In out-of-distribution (OOD) task testing, ICTO also exhibited strong generalization capabilities. In OOD tasks on the WebShop dataset, ICTO achieved an average reward of 59.5, notably higher than SFT’s 52.3 and RLCD’s 54.2, indicating its better adaptability to unseen tasks. Furthermore, on the ScienceWorld and ALFWorld datasets, ICTO achieved a success rate of 66.0% and an action efficiency of 12.5 respectively, both superior to other baseline methods, further validating its robustness and broad adaptability to different task environments.
Ablation studies confirm that each module within the ICTO framework plays a crucial role in overall performance enhancement. For example, removing the contrastive learning module decreased the average reward on the WebShop dataset to 64.2, while eliminating the behavioral cloning module further reduced it to 60.7. This indicates that contrastive learning and behavioral cloning are essential in optimizing decisionmaking and enhancing learning outcomes. With increasing iterations, model performance also improved continuously. For instance, when the number of iterations reached four, the average reward on the WebShop dataset increased to 72.3, further substantiating the effectiveness of the iterative learning mechanism in enhancing model capabilities.
The ICTO framework exhibits notable performance improvements over baseline methods, primarily due to its training strategy that integrates successful and failed trajectories. Compared with SFT, ICTO effectively leveraged failed exploration trajectories to improve the decisionmaking process. When compared with ETO, ICTO provided more refined step-by-step guidance, enhancing learning outcomes. Compared with IPR, ICTO’s contrastive learning mechanism offered stronger learning signals, resulting in better performance across various task environments. Additionally, ICTO surpassed RLCD and NAT, verifying the effectiveness of its contrastive learning and stepwise optimization strategies.

(Image point grounding data)
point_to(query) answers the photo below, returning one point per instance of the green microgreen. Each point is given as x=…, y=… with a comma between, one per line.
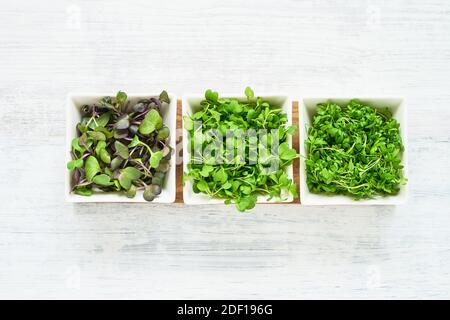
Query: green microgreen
x=121, y=147
x=249, y=175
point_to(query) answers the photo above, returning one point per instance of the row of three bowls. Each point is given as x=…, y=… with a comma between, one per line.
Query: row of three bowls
x=191, y=104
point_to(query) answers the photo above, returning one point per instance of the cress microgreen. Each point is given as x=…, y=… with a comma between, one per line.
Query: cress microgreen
x=121, y=147
x=354, y=150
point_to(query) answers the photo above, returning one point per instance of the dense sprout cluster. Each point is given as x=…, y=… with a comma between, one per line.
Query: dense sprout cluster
x=121, y=147
x=354, y=150
x=242, y=180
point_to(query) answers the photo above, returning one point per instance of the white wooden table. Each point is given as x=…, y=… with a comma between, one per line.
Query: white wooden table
x=51, y=249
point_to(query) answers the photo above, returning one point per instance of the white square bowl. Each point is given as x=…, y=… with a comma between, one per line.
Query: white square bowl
x=307, y=110
x=190, y=105
x=73, y=116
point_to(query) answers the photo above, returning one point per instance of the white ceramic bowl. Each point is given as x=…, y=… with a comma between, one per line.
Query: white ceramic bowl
x=190, y=105
x=73, y=116
x=307, y=110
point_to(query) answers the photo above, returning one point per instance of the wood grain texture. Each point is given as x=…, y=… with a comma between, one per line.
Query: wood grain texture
x=52, y=249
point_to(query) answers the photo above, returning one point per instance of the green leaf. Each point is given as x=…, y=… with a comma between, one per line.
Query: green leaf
x=96, y=135
x=164, y=97
x=104, y=156
x=163, y=133
x=285, y=152
x=151, y=122
x=249, y=93
x=202, y=186
x=134, y=142
x=291, y=130
x=127, y=176
x=211, y=95
x=121, y=97
x=103, y=120
x=76, y=146
x=116, y=162
x=188, y=123
x=132, y=173
x=246, y=203
x=121, y=150
x=220, y=176
x=155, y=159
x=102, y=180
x=92, y=167
x=77, y=163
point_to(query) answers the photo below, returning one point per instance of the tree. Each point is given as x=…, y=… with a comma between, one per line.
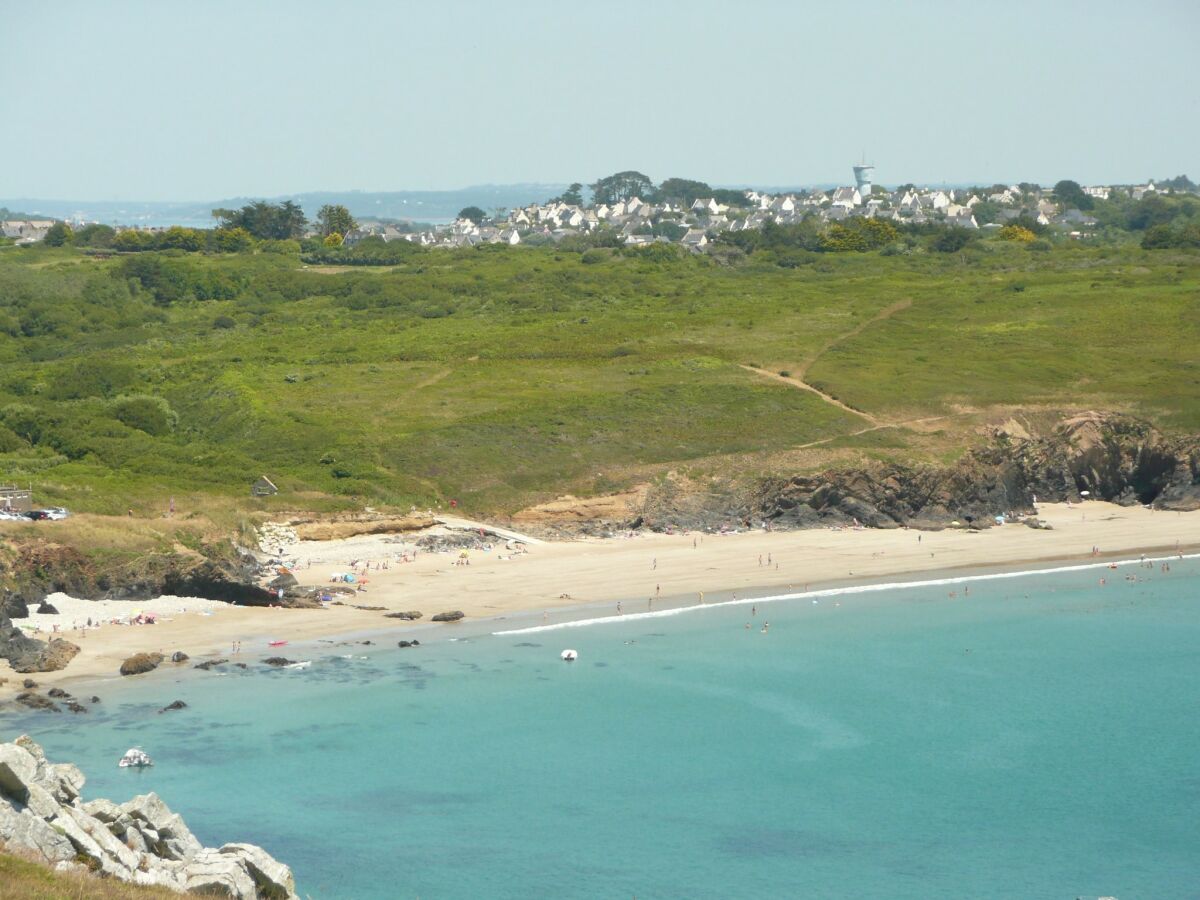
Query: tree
x=265, y=221
x=59, y=234
x=95, y=235
x=1072, y=196
x=473, y=213
x=574, y=195
x=1017, y=233
x=622, y=186
x=335, y=220
x=683, y=191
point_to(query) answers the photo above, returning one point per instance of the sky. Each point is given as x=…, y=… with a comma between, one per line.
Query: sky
x=162, y=100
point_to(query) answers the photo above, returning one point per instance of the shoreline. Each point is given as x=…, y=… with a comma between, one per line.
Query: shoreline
x=509, y=593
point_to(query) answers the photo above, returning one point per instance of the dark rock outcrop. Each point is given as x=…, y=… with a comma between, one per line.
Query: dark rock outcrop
x=36, y=701
x=28, y=654
x=1111, y=457
x=142, y=663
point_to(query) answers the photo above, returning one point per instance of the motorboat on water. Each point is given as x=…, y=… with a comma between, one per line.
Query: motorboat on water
x=136, y=759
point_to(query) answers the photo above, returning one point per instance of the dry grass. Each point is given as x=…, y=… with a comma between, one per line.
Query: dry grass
x=22, y=879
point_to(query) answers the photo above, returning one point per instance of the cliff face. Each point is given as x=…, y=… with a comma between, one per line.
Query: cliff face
x=35, y=570
x=139, y=841
x=1111, y=457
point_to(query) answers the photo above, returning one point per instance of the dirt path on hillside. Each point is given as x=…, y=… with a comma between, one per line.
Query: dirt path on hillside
x=798, y=381
x=807, y=387
x=881, y=316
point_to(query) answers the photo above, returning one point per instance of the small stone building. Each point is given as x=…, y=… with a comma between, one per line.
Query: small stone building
x=264, y=487
x=16, y=499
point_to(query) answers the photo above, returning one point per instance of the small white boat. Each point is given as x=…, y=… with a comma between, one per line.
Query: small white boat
x=135, y=759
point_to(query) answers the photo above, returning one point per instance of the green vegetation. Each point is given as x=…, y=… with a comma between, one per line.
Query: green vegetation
x=507, y=376
x=35, y=881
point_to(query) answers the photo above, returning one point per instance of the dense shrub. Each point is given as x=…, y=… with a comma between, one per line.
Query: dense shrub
x=150, y=414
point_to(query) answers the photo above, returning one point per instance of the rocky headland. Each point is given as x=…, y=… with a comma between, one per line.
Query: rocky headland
x=139, y=841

Required actions =>
1) Copy out the portion of the ICTO excerpt starting with "In out-of-distribution (OOD)" and going on through "different task environments.".
2) Answer these questions using the ICTO excerpt:
(a) What average reward did ICTO achieve in out-of-distribution tasks on the WebShop dataset?
(b) To what value did the average reward on the WebShop dataset fall when the contrastive learning module was removed?
(c) At what number of iterations did the average reward on the WebShop dataset reach 72.3?
3) For each statement, say whether it agrees with the ICTO excerpt:
(a) ICTO achieved a success rate of 66.0% on the ScienceWorld dataset.
(b) Removing the behavioral cloning module raised the average reward on the WebShop dataset.
(c) ICTO outperformed RLCD and NAT.
The rows were drawn from a separate source.

Your responses =>
1)
In out-of-distribution (OOD) task testing, ICTO also exhibited strong generalization capabilities. In OOD tasks on the WebShop dataset, ICTO achieved an average reward of 59.5, notably higher than SFT’s 52.3 and RLCD’s 54.2, indicating its better adaptability to unseen tasks. Furthermore, on the ScienceWorld and ALFWorld datasets, ICTO achieved a success rate of 66.0% and an action efficiency of 12.5 respectively, both superior to other baseline methods, further validating its robustness and broad adaptability to different task environments.

2)
(a) 59.5
(b) 64.2
(c) Four

3)
(a) Yes: "on the ScienceWorld and ALFWorld datasets, ICTO achieved a success rate of 66.0% and an action efficiency of 12.5 respectively"
(b) No: "eliminating the behavioral cloning module further reduced it to 60.7"
(c) Yes: "Additionally, ICTO surpassed RLCD and NAT"